Por Adriano Figueiredo de Souza Gomes e Eduardo Vaz Porto

Criminalidade cibernética e a boca de urna virtual
Foto: Divulgação

Em tempos de software, hardware, malware, spyware, vírus, Cavalo de Tróia, bitcoin, blockchain, startup, internet banking, e-commerce, dentre tantos outros novos termos e expressões, que passaram a integrar o cotidiano de indivíduos que não mais se compreendem sem a utilização de máquinas e aparelhos em conexão com a rede mundial de computadores (internet), a criminalidade cibernética constitui tema de inquestionável relevância. 

 

Nessa conjuntura, caracterizada pela informatização das relações humanas, as infrações e os ilícitos não ficariam à margem da convivência humana - agora no espaço cibernético -, até porque, como sustentava o sociólogo francês Émile Durkheim, o crime é um fenômeno social normal, que mantém aberto o canal de transformações de que a sociedade necessita para se desenvolver.
· · ·
# TAREFAS A CUMPRIR:
• a. Cite o trecho sobre criminalidade cibernética a partir de "Criminalidade cibernética e" e seguindo até "para se desenvolver.".
• b. No trecho sobre criminalidade cibernética, qual sociólogo francês é citado por sustentar que o crime é um fenômeno social normal?

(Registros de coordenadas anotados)
· · ·
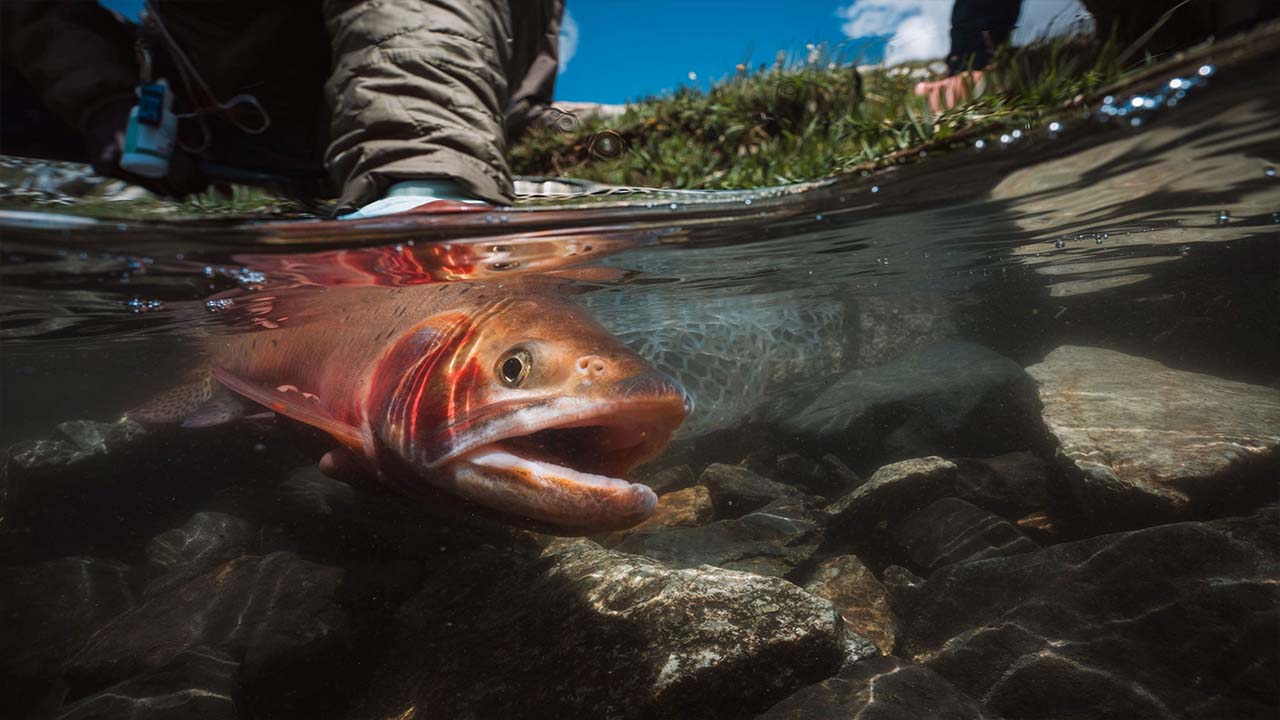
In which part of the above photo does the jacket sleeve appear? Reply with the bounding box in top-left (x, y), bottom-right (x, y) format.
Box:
top-left (0, 1), bottom-right (138, 131)
top-left (324, 0), bottom-right (513, 209)
top-left (947, 0), bottom-right (1023, 74)
top-left (507, 0), bottom-right (564, 141)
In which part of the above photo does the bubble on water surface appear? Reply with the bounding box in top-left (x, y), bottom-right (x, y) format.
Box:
top-left (124, 297), bottom-right (164, 313)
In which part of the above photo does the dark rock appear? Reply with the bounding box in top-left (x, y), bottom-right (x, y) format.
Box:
top-left (758, 657), bottom-right (995, 720)
top-left (698, 462), bottom-right (804, 520)
top-left (892, 497), bottom-right (1039, 570)
top-left (10, 420), bottom-right (148, 473)
top-left (783, 341), bottom-right (1038, 459)
top-left (804, 555), bottom-right (897, 655)
top-left (355, 539), bottom-right (844, 719)
top-left (895, 510), bottom-right (1280, 720)
top-left (617, 500), bottom-right (822, 577)
top-left (1027, 346), bottom-right (1280, 525)
top-left (850, 293), bottom-right (956, 368)
top-left (65, 552), bottom-right (349, 703)
top-left (952, 452), bottom-right (1050, 518)
top-left (827, 457), bottom-right (956, 536)
top-left (143, 512), bottom-right (253, 596)
top-left (58, 647), bottom-right (243, 720)
top-left (774, 452), bottom-right (861, 497)
top-left (0, 557), bottom-right (134, 716)
top-left (600, 486), bottom-right (716, 547)
top-left (639, 465), bottom-right (698, 495)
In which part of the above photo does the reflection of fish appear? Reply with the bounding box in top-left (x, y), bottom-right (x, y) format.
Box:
top-left (129, 281), bottom-right (691, 532)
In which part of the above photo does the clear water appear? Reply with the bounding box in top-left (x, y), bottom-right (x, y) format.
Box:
top-left (0, 51), bottom-right (1280, 716)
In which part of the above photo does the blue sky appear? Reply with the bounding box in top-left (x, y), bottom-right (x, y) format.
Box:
top-left (101, 0), bottom-right (1083, 102)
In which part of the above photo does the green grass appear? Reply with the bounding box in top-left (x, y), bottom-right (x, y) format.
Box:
top-left (509, 37), bottom-right (1121, 188)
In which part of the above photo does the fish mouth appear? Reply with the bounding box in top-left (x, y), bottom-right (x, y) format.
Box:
top-left (447, 391), bottom-right (690, 534)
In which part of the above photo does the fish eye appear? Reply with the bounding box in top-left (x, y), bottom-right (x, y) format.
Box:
top-left (498, 347), bottom-right (534, 387)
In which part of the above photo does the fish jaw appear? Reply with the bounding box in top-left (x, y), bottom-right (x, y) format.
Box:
top-left (433, 389), bottom-right (691, 534)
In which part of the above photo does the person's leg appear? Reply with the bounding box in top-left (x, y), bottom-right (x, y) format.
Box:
top-left (324, 0), bottom-right (512, 210)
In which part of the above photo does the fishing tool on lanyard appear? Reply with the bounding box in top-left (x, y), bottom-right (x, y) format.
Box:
top-left (120, 3), bottom-right (271, 178)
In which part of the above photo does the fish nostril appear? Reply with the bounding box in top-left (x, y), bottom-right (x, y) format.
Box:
top-left (576, 355), bottom-right (605, 375)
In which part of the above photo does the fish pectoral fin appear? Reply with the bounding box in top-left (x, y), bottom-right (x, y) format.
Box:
top-left (124, 373), bottom-right (218, 425)
top-left (212, 368), bottom-right (365, 448)
top-left (182, 383), bottom-right (244, 428)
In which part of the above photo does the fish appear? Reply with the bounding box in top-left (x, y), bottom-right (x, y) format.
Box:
top-left (127, 278), bottom-right (694, 534)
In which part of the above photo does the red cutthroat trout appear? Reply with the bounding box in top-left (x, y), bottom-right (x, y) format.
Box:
top-left (128, 281), bottom-right (692, 533)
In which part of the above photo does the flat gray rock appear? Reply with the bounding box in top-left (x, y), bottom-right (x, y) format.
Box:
top-left (891, 509), bottom-right (1280, 720)
top-left (616, 498), bottom-right (822, 577)
top-left (782, 341), bottom-right (1036, 457)
top-left (698, 462), bottom-right (804, 520)
top-left (758, 657), bottom-right (995, 720)
top-left (352, 539), bottom-right (845, 719)
top-left (804, 555), bottom-right (897, 655)
top-left (1027, 346), bottom-right (1280, 518)
top-left (892, 497), bottom-right (1039, 571)
top-left (827, 457), bottom-right (956, 534)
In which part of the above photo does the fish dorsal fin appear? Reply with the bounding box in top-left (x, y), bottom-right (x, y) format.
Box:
top-left (212, 368), bottom-right (365, 450)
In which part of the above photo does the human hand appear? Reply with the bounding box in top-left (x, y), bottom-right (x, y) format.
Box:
top-left (915, 70), bottom-right (984, 113)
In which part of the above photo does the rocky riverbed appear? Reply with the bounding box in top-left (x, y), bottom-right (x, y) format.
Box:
top-left (0, 343), bottom-right (1280, 719)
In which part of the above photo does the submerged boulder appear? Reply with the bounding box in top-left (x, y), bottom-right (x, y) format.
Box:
top-left (56, 646), bottom-right (243, 720)
top-left (65, 552), bottom-right (351, 700)
top-left (892, 497), bottom-right (1039, 570)
top-left (0, 557), bottom-right (136, 716)
top-left (356, 539), bottom-right (844, 719)
top-left (758, 657), bottom-right (995, 720)
top-left (893, 509), bottom-right (1280, 720)
top-left (145, 512), bottom-right (252, 596)
top-left (827, 457), bottom-right (956, 536)
top-left (783, 341), bottom-right (1036, 459)
top-left (1027, 346), bottom-right (1280, 524)
top-left (617, 498), bottom-right (822, 577)
top-left (698, 462), bottom-right (804, 520)
top-left (804, 555), bottom-right (897, 655)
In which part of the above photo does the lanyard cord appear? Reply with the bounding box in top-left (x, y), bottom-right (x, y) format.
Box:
top-left (146, 1), bottom-right (271, 154)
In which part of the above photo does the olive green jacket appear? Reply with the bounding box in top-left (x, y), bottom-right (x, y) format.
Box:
top-left (0, 0), bottom-right (563, 209)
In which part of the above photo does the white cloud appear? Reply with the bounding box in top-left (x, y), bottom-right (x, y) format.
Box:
top-left (836, 0), bottom-right (1088, 64)
top-left (556, 8), bottom-right (577, 74)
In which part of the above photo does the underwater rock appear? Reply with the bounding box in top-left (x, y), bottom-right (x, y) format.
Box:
top-left (698, 462), bottom-right (804, 520)
top-left (891, 509), bottom-right (1280, 720)
top-left (10, 420), bottom-right (148, 473)
top-left (65, 552), bottom-right (349, 698)
top-left (850, 293), bottom-right (956, 368)
top-left (756, 657), bottom-right (995, 720)
top-left (602, 486), bottom-right (716, 547)
top-left (637, 465), bottom-right (698, 495)
top-left (143, 512), bottom-right (253, 597)
top-left (804, 555), bottom-right (897, 655)
top-left (951, 452), bottom-right (1050, 518)
top-left (774, 452), bottom-right (863, 498)
top-left (1027, 346), bottom-right (1280, 525)
top-left (355, 539), bottom-right (844, 719)
top-left (617, 498), bottom-right (822, 577)
top-left (56, 646), bottom-right (243, 720)
top-left (782, 341), bottom-right (1037, 457)
top-left (892, 497), bottom-right (1039, 570)
top-left (0, 557), bottom-right (134, 716)
top-left (827, 457), bottom-right (956, 536)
· · ·
# RESPOSTAS POR TAREFA:
• a.
Criminalidade cibernética e a boca de urna virtual
Foto: Divulgação

Em tempos de software, hardware, malware, spyware, vírus, Cavalo de Tróia, bitcoin, blockchain, startup, internet banking, e-commerce, dentre tantos outros novos termos e expressões, que passaram a integrar o cotidiano de indivíduos que não mais se compreendem sem a utilização de máquinas e aparelhos em conexão com a rede mundial de computadores (internet), a criminalidade cibernética constitui tema de inquestionável relevância. 

 

Nessa conjuntura, caracterizada pela informatização das relações humanas, as infrações e os ilícitos não ficariam à margem da convivência humana - agora no espaço cibernético -, até porque, como sustentava o sociólogo francês Émile Durkheim, o crime é um fenômeno social normal, que mantém aberto o canal de transformações de que a sociedade necessita para se desenvolver.

• b. Émile Durkheim.